*** Document passage

Published Monday, March 14, 2011 11:19 PM MST
http://www.havasunews.com/articles/2011/03/15/news/doc4d7eee78bf322061097482.txt
Attorney General Tom Horne announced Friday a Golden Valley-based doctor, Albert Yeh, surrendered his medical license in Arizona and Nevada and must pay about $700,000 in restitution to the state’s health care system for orchestration of prescription drugs and money laundering.
The penalties are linked to Yeh’s guilty plea Jan. 31, to three counts of felony fraudulent schemes, felony illegal control of an enterprise, and felony money laundering.
The plea requires Yeh to permanently surrender his Arizona medical license, according to a press release issued by Arizona Attorney General’s Office. As a result, Yeh has also permanently surrendered his Nevada medical license. He doesn’t hold any other medical licenses in the U.S.
On March 11, Maricopa County Superior Court Judge Susan Brnovich sentenced Yeh to serve 2.5 years in prison, followed by five years probation. Yeh is also ordered to pay $683,038 in restitution to Arizona Health Care Cost Containment System, or AHCCCS. Furthermore, in a related forfeiture matter, Yeh agreed to forfeit property seized valued at $2 million, the press release said.
Yeh operated a pain management clinic one day per week in Golden Valley from January 2006 to February 2009 where he systematically victimized the state of Arizona through massive fraudulent billing. He admitted it was solely to make as much money as possible, according to the AG.
Yeh’s strategies included shortened patient visits; dangerously increased patient loads of as many as 150 a day; inflated charges during billing; employing an unlicensed physician assistant; and providing patients with pre-signed prescriptions for narcotics.
The shortened visits were achieved by forgoing the routine check of a patient’s vital signs, lack of medical exams, and a computer program designed by Yeh that would automatically enter false information on a patient’s chart to save time.
The measures translate to Yeh and his staff not knowing if patients were having adverse reactions to medications or experiencing other medical problems that should be factored into determining correct treatment of a patient.
Then, Yeh submitted claims to AHCCCS that showed he had conducted all the patient visits, including those conducted by the unlicensed physician assistant. Yeh also inflated the charges on the bills by claiming he provided a higher level of medical service that what actually occurred, resulting in a higher-than-allowed payment from AHCCCS, according to the release.
To get the patient’s to return, the follow-up visits were deemed refill visits centering on doling out the pre-signed prescriptions.

******

▶ Tasks to perform
A – In the news article, how many years of probation follow Yeh's prison sentence?
B – Extract from the news article, verbatim, the text between "Published Monday, March" and "in the U.S.", inclusive.

*** Record excerpts

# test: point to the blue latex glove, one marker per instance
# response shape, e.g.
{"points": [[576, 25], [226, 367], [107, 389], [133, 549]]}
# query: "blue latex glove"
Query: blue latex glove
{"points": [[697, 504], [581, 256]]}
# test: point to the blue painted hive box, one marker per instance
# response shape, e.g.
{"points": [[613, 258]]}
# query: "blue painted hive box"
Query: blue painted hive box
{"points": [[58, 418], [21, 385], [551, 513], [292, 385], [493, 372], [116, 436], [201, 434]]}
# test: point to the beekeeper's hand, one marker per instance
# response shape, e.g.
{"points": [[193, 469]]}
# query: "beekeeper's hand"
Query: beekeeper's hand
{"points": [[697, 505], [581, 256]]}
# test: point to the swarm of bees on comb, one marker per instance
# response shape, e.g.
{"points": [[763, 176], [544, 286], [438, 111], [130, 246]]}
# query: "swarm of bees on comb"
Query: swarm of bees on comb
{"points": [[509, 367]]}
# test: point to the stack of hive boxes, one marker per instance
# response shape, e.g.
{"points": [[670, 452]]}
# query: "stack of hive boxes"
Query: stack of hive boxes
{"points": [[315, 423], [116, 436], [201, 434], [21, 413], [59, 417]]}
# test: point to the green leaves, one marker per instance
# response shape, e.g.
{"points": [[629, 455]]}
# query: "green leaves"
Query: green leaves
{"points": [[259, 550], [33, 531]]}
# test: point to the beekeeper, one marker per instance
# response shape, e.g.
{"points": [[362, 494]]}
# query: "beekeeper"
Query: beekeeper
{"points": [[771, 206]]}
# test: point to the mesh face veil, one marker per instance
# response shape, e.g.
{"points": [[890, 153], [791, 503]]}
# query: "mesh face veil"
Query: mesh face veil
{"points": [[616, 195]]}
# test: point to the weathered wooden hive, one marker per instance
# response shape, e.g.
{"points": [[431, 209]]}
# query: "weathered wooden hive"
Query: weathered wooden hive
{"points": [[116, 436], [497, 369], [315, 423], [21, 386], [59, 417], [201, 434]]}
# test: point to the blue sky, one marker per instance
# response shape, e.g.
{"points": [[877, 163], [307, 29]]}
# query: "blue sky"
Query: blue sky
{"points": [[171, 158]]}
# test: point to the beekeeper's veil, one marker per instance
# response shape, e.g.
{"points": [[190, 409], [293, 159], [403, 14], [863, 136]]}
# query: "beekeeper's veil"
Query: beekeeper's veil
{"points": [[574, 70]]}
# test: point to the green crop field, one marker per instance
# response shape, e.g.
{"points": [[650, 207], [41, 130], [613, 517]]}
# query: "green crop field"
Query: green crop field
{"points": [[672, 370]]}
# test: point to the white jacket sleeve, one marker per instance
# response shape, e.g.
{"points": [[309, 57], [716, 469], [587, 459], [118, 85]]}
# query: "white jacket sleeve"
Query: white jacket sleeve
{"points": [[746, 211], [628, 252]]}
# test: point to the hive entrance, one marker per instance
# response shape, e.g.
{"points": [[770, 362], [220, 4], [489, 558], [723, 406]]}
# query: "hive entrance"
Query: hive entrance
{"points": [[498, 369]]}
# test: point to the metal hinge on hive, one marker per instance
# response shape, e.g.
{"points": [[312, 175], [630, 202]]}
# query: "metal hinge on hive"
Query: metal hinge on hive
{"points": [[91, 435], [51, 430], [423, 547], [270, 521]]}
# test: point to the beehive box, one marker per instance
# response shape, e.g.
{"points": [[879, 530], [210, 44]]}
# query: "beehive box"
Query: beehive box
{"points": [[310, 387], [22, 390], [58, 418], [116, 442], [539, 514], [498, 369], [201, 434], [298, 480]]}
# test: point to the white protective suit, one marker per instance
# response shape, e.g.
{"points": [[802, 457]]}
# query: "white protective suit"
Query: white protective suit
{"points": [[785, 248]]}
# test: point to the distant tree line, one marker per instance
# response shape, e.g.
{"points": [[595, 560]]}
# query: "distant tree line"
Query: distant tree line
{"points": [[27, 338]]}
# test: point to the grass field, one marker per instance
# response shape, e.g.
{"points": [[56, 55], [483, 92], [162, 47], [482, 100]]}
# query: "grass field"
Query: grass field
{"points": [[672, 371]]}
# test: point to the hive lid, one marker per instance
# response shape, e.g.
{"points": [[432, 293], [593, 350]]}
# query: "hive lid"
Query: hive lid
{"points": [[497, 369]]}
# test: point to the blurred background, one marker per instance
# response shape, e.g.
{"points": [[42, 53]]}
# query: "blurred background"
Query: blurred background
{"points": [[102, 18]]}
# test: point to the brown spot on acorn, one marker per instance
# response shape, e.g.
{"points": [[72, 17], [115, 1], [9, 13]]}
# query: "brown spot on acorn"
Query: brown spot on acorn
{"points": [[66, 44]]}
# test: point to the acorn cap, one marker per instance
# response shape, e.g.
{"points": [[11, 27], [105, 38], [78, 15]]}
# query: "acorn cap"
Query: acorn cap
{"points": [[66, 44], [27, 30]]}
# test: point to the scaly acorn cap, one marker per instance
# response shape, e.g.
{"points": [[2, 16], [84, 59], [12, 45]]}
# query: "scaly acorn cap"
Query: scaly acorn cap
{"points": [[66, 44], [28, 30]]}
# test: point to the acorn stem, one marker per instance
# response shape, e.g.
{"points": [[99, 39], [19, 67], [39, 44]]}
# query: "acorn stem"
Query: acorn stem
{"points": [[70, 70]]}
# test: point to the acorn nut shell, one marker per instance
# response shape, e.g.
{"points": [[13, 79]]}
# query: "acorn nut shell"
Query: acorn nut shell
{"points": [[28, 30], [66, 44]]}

******

▶ Answers to the exercises
A – Five years.

B –
Published Monday, March 14, 2011 11:19 PM MST
http://www.havasunews.com/articles/2011/03/15/news/doc4d7eee78bf322061097482.txt
Attorney General Tom Horne announced Friday a Golden Valley-based doctor, Albert Yeh, surrendered his medical license in Arizona and Nevada and must pay about $700,000 in restitution to the state’s health care system for orchestration of prescription drugs and money laundering.
The penalties are linked to Yeh’s guilty plea Jan. 31, to three counts of felony fraudulent schemes, felony illegal control of an enterprise, and felony money laundering.
The plea requires Yeh to permanently surrender his Arizona medical license, according to a press release issued by Arizona Attorney General’s Office. As a result, Yeh has also permanently surrendered his Nevada medical license. He doesn’t hold any other medical licenses in the U.S.